- [ЗАДАНИЯ]:
A – В каком городе, согласно письму, автор живет теперь?
B – Скопируйте без изменений фрагмент письма от слов «Глубокоуважаемая Елизавета Григорьевна, искренне» по слова «мне лучшие чувства.».

Глубокоуважаемая Елизавета Григорьевна, искренне благодарен Вам за письмо и те сообщения, какие я нашел в нем о судьбе моих работ. Ваше письмо перенесло меня в Абрамцево, воспоминания о котором вызывают во мне лучшие чувства.
Вы спрашиваете меня о впечатлении, произведенном на меня Кавказом... Скажу Вам так: Кавказ я никогда не любил, ехал туда по необходимости, природа его мне чужда, в ней нет (по-моему) той тихой песни севера, которая мне так любезна и понятна у нас... Правда, я не видал «настоящего Кавказа», быть может, тогда пришлось бы мне свои слова взять назад или оговориться. Грандиозное имеет свою неоспоримую красоту, но в Кисловодске, где я и живу теперь, Кавказ еще не носит на себе следов величия и, говорят, не характерен... Кроме того, я попал сюда в невыгодном состоянии духа: я живу на положении больного, в томительном ожидании операции и т.д. При подобном настроении эстетические потребности невольно уступают место тяжелому чувству предстоящей неизвестности. Приехав в Пятигорск, я обратился к земляку доктору с тем, чтобы он дал мне должный совет. Выслушав меня, к моему великому изумлению, оп нашел поездку на Кавказ ненужной, а главное то, что мне необходима вторичная операция, и, чтобы уверить меня в своих словах, предложил отправиться вместе с ним к профессору Е.В.Павлову, который подтвердил вышеуказанное мнение. [...]
В Москве я буду в последних числах августа, непременно буду в Абрамцеве, тем более что за последние месяцы много набралось такого, что поговорить и посоветоваться с Вами, Елизавета Григорьевна, есть необходимость. Здесь я часто бываю у Ярошенко. Эта семья, несмотря на разность симпатий, очень хорошая и добрая; в настоящее время у них гостит московская артистка Махина, которая не ленится петь и так часто дает мне возможность хорошо себя чувствовать. В письме, посланном Виктору Михайловичу Васнецову, я описал мое положение подробно и просил его ответить мне: удобно ли ему будет ждать меня месяц, а то и два, да и вообще просил поподробнее о всем, что касается меня в Киеве, так как Прахов еще письма не присылал.

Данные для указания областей
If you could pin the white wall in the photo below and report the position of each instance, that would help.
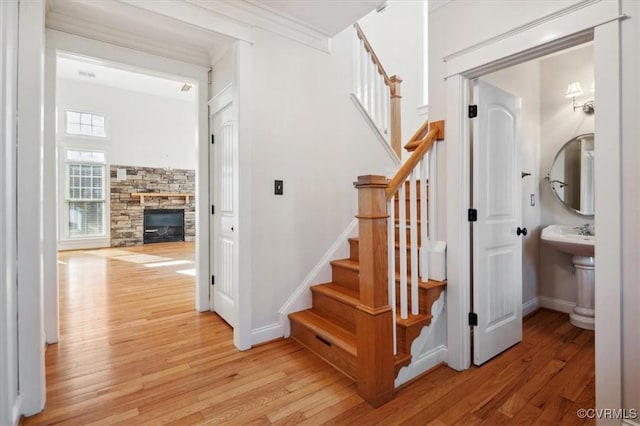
(560, 124)
(222, 72)
(307, 132)
(144, 129)
(8, 271)
(524, 81)
(631, 207)
(395, 36)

- [ОТВЕТЫ]:
A – В Кисловодске.

B –
Глубокоуважаемая Елизавета Григорьевна, искренне благодарен Вам за письмо и те сообщения, какие я нашел в нем о судьбе моих работ. Ваше письмо перенесло меня в Абрамцево, воспоминания о котором вызывают во мне лучшие чувства.